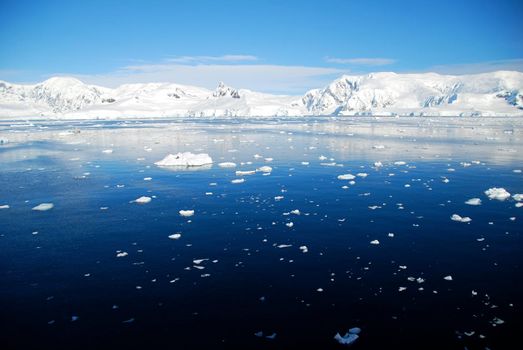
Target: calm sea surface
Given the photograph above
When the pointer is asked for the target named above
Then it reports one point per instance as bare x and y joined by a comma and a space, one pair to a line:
283, 260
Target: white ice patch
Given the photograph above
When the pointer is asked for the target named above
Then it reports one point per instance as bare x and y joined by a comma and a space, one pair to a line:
349, 338
243, 173
43, 207
185, 159
473, 201
186, 213
497, 193
346, 177
143, 200
458, 218
264, 169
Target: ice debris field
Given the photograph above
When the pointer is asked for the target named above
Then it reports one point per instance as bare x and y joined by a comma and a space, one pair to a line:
276, 233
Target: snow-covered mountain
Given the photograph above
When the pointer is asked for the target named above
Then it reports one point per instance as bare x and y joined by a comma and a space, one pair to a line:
488, 94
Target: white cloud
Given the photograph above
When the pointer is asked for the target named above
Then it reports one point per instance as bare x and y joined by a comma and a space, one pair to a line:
479, 67
361, 61
203, 59
258, 77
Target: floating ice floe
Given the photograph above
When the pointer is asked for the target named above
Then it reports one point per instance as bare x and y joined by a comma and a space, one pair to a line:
264, 169
458, 218
143, 200
346, 177
227, 165
497, 193
43, 207
185, 159
186, 213
349, 338
473, 201
246, 172
284, 246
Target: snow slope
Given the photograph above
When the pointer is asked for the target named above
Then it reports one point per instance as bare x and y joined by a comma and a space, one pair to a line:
488, 94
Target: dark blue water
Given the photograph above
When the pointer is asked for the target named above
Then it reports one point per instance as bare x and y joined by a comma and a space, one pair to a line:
62, 285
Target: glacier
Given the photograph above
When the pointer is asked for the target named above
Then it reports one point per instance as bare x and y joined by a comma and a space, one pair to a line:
376, 94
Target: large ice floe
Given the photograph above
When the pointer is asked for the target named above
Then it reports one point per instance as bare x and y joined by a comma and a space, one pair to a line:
497, 193
185, 159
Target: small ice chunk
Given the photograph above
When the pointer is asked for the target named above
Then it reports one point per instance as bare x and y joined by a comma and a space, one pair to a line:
346, 177
247, 172
186, 159
199, 261
227, 165
497, 193
458, 218
473, 201
264, 169
43, 207
347, 339
143, 200
355, 330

━━━━━━━━━━━━━━━━━━━━━━━━━━━━━━

* GOAL
Copy exactly, word for word, the line with "Target: snow-covered mountain" through the final line of the listing.

* RESULT OF THIS EXERCISE
Target: snow-covered mountain
Given the photograph above
When the pointer is asked for the target named above
Then it reports one point per instance as bare x and y joined by a comma and a space, one pair to a line:
488, 94
Target: white cloud
Given the photograph above
When the pointer is asked for the target named above
Then it reports one point per instance as bare x and y joined by a comma and a space, one pair to a line:
479, 67
361, 61
203, 59
258, 77
Target: floating ice floe
Given the photograph above
When the pointer is asked for the target named above
Then it reports one point per instance as bare x and y joined by a comma and a space, one pair to a line:
264, 169
458, 218
143, 200
346, 177
227, 165
497, 193
43, 207
185, 159
186, 213
349, 338
473, 201
246, 172
284, 246
Target: snow slope
Given the photograph above
When the pointer is asked for the target named above
Then it reports one point per instance as bare x and y joined by a comma and a space, one pair to a line:
488, 94
Target: dark blue water
Given the photograph above
When the pointer is asked for the target named above
Then it reports one point per instance as bare x and y joined by a comma and a space, one pair to a line:
62, 285
Target: glacier
Given the photograph above
When the pointer is asked for the target named above
Then it reports one point per instance as bare x and y joined by a comma and a space, one pair to a line:
376, 94
Target: large ice floe
Given the photograph above
When the pointer is asked for the target named above
Then it reports one point per instance as bare x and y joined by a comma and a space, one pair to a line:
497, 193
185, 159
Target: small ice chunk
Given the photograph above
When the pointer is asked for the target named above
Then it reports one point per instance as bare x and y joined by a comma and a space, one pair to a line:
346, 177
247, 172
186, 159
199, 261
227, 165
497, 193
458, 218
473, 201
264, 169
43, 207
347, 339
143, 200
355, 330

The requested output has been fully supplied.